» **WORK TO COMPLETE**: Return every line of the data below that contains the word "window".

» **RECORD LIST**:
§ §

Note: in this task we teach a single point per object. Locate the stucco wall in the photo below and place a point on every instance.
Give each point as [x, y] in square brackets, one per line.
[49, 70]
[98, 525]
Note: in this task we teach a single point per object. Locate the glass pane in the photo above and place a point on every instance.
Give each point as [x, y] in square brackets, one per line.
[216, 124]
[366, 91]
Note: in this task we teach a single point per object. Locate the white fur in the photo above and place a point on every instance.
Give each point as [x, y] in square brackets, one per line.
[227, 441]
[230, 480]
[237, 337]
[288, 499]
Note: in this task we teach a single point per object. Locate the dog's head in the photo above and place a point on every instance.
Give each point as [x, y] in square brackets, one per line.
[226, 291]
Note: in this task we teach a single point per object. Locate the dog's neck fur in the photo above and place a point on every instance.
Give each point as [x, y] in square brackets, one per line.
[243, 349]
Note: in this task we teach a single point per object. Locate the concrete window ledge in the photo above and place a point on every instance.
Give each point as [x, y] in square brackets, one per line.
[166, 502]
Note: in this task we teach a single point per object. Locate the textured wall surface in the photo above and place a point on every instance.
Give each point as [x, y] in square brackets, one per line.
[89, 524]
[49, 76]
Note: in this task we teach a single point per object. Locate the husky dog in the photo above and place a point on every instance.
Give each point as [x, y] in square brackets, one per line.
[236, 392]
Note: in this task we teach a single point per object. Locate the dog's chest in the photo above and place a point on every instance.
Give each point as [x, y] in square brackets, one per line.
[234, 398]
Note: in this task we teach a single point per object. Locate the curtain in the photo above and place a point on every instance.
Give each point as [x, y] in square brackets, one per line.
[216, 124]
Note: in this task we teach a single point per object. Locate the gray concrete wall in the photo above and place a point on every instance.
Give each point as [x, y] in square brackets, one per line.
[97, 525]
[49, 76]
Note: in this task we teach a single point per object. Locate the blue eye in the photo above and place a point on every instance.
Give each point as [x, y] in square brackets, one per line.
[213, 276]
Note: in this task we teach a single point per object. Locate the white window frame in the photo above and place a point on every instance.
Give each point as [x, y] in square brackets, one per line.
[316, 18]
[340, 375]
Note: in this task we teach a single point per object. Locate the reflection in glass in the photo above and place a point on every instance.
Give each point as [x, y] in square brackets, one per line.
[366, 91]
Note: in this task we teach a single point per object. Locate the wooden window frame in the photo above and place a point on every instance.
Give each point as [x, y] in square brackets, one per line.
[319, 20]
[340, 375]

§ §

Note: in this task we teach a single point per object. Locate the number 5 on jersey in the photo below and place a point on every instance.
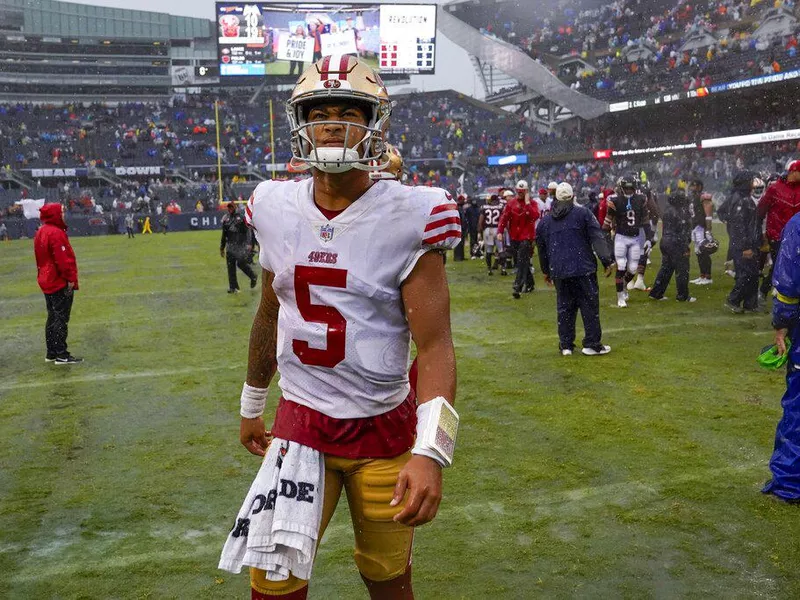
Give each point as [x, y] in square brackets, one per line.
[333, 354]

§ §

» **EXERCISE SOLUTION**:
Note: in this task we teach a single point per object. Locate the concrete window ledge in the photo above and place a point on every instance.
Note: in this task we teach a single point per object. Locate the white window frame in the photo above and place a point on every instance.
Note: in this task we teach a single point per object. Locate the wooden window frame in the photo above and place a point on every instance.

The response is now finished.